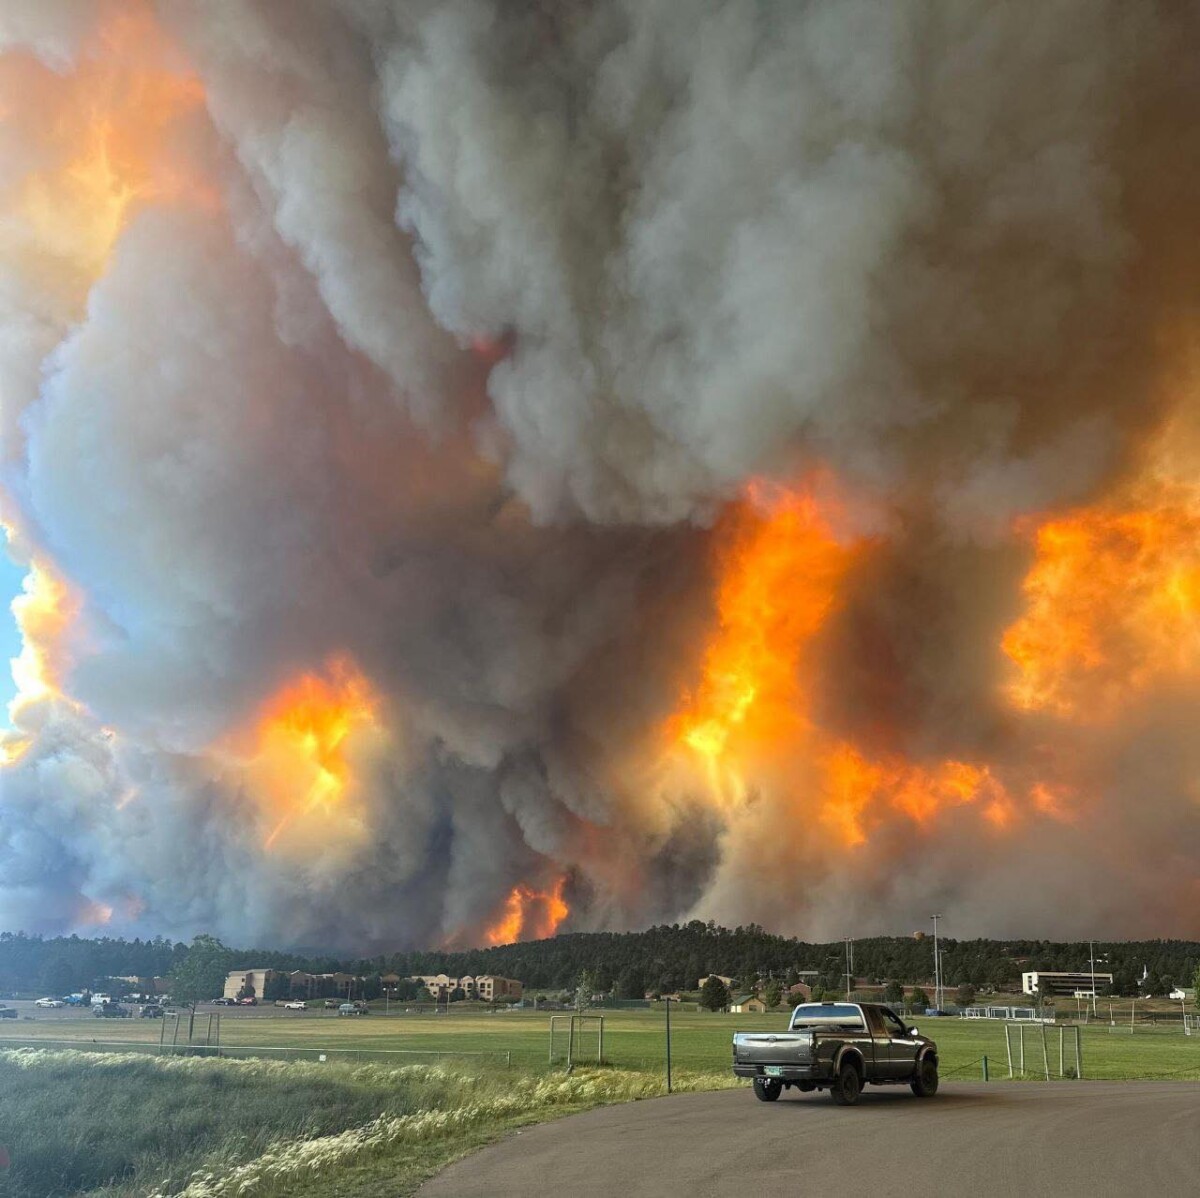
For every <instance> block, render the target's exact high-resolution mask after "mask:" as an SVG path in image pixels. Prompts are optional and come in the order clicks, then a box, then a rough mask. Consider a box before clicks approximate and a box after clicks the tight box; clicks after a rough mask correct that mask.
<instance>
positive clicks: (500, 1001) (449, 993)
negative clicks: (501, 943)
mask: <svg viewBox="0 0 1200 1198" xmlns="http://www.w3.org/2000/svg"><path fill="white" fill-rule="evenodd" d="M413 981H414V982H420V983H421V984H422V986H424V987H425V989H427V990H428V992H430V998H432V999H436V1000H440V999H445V998H446V996H448V995H449V994H450V992H451V990H455V989H461V990H462V992H463V994H466V995H467V998H468V999H479V1000H480V1001H481V1002H516V1001H517V1000H518V999H520V998H521V995H522V994H523V993H524V987H523V986H522V984H521V982H516V981H514V980H512V978H511V977H497V976H496V975H494V974H480V975H478V976H476V977H469V976H468V977H451V976H450V975H449V974H418V975H416V976H415V977H413Z"/></svg>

▶ EXERCISE BRIEF
Return each line of the data that contains the string "instance".

▶ ANSWER SPACE
For every <instance> block, render the target's exact high-resolution mask after "mask:" as an SVG path in image pixels. Prompts are optional and come in the order clicks, then a box, then a rough mask. Consider a box before clicks approximate and a box after clicks the tight box; clicks after a rough mask correct that mask.
<instance>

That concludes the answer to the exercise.